WHAT IS REQUIRED —
Which lines of the data contain the string "coordinates"? Copy every one.

(Dataset entries)
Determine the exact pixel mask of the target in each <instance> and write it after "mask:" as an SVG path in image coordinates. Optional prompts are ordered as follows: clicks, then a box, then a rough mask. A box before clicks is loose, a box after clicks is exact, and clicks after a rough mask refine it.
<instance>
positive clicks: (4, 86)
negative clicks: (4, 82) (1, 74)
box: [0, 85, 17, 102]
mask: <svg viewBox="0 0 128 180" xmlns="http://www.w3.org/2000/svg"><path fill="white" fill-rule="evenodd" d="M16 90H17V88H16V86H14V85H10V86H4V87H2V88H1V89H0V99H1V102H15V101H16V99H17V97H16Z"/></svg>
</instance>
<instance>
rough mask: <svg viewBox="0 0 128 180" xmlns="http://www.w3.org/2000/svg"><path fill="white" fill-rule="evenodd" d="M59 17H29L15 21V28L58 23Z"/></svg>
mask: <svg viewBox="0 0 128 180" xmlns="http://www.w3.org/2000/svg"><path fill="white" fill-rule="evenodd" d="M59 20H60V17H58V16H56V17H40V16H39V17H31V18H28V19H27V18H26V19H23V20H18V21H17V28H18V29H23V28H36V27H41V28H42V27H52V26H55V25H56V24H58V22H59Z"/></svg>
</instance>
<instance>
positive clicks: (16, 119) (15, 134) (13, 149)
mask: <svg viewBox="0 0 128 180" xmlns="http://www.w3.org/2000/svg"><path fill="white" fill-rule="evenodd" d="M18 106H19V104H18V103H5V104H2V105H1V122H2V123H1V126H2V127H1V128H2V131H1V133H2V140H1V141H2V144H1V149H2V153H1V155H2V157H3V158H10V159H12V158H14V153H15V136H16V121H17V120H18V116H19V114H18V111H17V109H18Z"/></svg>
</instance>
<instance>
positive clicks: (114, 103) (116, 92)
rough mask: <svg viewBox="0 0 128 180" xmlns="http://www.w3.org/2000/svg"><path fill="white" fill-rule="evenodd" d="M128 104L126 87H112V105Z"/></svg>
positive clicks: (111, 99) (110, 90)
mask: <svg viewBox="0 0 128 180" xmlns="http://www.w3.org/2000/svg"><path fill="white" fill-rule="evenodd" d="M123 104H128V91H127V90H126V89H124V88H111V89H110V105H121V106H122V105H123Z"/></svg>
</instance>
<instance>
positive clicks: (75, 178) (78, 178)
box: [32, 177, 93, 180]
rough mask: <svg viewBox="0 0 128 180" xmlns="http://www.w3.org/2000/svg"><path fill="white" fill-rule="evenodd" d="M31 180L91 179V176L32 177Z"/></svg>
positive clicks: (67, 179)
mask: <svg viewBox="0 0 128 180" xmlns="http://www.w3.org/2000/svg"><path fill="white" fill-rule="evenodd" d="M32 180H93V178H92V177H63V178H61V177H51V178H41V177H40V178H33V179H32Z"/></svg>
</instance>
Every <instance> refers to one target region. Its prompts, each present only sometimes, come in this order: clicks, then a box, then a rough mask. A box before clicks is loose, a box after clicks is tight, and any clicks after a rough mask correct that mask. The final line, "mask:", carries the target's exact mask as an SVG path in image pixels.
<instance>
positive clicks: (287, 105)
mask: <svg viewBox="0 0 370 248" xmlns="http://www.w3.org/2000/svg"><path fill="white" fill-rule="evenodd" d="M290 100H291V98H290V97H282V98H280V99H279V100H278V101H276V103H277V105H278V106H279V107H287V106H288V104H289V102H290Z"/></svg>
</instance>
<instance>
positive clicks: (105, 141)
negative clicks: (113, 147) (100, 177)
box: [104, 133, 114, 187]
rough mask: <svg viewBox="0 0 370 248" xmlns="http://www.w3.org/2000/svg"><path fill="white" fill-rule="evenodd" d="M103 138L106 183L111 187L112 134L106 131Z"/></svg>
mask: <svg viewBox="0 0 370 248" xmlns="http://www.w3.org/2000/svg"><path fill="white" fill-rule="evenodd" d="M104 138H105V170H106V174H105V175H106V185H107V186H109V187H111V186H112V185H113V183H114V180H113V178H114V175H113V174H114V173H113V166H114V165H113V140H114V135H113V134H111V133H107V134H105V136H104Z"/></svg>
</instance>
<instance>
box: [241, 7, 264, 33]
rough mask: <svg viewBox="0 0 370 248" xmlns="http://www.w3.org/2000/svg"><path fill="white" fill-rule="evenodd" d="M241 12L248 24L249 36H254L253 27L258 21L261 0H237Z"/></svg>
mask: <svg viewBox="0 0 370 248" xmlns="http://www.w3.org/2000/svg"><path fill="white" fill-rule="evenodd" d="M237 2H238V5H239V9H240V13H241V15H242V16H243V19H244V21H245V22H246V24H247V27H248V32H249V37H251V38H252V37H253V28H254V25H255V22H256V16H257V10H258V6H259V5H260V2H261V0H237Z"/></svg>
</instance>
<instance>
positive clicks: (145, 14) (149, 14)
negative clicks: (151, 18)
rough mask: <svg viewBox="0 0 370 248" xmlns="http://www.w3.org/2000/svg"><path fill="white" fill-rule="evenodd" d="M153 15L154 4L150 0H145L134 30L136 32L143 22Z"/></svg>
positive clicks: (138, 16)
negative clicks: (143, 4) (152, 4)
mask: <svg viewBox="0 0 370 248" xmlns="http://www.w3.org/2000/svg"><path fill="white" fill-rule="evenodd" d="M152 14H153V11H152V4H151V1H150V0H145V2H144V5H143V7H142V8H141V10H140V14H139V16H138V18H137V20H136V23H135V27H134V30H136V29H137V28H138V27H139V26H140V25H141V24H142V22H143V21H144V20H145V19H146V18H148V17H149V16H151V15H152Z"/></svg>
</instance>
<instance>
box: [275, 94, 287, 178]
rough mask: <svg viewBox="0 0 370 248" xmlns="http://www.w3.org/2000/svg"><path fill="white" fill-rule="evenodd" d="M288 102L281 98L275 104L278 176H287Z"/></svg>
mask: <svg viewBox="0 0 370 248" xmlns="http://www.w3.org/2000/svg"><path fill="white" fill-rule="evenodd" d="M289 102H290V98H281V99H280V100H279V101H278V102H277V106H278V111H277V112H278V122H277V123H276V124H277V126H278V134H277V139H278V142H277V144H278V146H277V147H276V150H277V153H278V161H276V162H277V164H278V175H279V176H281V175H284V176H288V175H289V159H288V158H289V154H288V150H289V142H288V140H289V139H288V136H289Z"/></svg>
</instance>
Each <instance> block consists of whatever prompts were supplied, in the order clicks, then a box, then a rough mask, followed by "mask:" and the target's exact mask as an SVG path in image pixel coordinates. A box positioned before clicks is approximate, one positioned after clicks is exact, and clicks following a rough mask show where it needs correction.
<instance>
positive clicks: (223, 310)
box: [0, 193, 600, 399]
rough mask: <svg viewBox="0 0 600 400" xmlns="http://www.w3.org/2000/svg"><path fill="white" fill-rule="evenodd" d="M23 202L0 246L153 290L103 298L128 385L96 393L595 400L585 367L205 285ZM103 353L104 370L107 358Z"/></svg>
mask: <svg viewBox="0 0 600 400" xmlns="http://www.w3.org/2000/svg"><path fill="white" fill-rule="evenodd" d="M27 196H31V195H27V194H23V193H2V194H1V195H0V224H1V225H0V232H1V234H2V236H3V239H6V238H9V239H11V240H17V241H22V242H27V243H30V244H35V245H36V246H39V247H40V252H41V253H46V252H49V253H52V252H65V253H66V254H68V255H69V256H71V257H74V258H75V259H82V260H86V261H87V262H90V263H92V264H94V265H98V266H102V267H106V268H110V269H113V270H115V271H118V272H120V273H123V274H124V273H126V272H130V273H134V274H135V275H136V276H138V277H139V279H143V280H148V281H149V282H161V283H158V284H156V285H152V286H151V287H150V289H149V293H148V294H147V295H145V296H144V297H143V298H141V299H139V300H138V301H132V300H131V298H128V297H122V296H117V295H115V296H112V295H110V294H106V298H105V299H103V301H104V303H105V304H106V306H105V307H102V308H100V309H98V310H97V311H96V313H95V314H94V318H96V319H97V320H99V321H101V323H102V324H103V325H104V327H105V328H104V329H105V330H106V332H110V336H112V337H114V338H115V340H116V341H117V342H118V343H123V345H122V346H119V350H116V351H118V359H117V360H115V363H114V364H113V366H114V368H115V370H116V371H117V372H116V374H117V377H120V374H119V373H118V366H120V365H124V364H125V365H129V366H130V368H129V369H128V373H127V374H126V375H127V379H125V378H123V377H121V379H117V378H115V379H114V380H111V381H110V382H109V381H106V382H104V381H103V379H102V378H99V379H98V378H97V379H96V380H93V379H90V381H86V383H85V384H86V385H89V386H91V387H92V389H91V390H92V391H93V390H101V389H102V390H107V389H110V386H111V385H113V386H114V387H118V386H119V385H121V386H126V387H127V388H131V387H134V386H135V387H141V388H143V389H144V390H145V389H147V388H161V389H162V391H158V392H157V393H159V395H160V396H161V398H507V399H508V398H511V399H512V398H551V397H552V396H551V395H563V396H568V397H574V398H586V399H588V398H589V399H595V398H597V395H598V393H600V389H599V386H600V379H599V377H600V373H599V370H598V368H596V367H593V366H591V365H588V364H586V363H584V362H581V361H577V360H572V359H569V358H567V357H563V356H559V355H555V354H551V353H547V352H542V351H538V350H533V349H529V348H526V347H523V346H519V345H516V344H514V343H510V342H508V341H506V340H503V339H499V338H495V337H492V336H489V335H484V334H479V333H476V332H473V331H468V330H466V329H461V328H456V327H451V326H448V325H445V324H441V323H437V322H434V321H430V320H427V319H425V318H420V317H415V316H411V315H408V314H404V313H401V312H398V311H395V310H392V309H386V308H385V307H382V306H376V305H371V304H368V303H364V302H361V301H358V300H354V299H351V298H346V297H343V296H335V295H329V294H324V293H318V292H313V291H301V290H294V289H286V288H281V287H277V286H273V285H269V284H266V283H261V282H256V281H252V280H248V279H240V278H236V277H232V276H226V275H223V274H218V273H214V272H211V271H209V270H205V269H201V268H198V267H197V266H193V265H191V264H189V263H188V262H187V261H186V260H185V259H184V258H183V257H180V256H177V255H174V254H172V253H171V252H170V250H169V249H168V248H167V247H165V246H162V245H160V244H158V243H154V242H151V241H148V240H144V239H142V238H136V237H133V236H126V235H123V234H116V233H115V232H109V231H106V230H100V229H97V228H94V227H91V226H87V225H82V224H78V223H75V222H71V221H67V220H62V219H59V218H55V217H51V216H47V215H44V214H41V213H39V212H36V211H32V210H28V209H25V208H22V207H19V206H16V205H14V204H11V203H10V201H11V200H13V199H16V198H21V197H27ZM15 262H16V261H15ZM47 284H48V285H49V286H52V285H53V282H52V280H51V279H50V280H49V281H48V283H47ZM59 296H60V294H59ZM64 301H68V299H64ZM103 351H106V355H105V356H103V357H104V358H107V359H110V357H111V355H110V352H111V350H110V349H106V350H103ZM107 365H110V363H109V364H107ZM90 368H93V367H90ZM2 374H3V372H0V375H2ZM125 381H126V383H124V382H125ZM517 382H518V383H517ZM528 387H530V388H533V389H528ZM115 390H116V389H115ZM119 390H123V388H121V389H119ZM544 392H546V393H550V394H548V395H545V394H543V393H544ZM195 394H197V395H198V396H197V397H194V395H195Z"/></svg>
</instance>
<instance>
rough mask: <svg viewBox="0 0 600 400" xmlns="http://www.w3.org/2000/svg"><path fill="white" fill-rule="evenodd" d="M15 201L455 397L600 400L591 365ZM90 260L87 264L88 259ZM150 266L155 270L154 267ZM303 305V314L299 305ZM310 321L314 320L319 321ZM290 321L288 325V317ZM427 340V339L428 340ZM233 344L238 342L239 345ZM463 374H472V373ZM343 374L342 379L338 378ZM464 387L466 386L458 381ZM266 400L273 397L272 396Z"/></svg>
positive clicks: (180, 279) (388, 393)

EXERCISE RESULT —
Determine the exact pixel mask of the target in each <instance> and write it after "mask:" as an SVG path in image coordinates. Optional prompts are ordered as follows: clicks, then a box, then a rough mask. A box before clicks is loose, a box after clicks is exact, and clicks after a rough mask refine it.
Each <instance> block consists of whatever prompts were supplied, in the order clicks, then a box, then a rough mask, followed by "mask:" and the target's exact mask as an SVG path in image pixel coordinates. A box positioned before clicks is approximate, one positioned after clicks is exact, and clicks following a rough mask show where it needs correction.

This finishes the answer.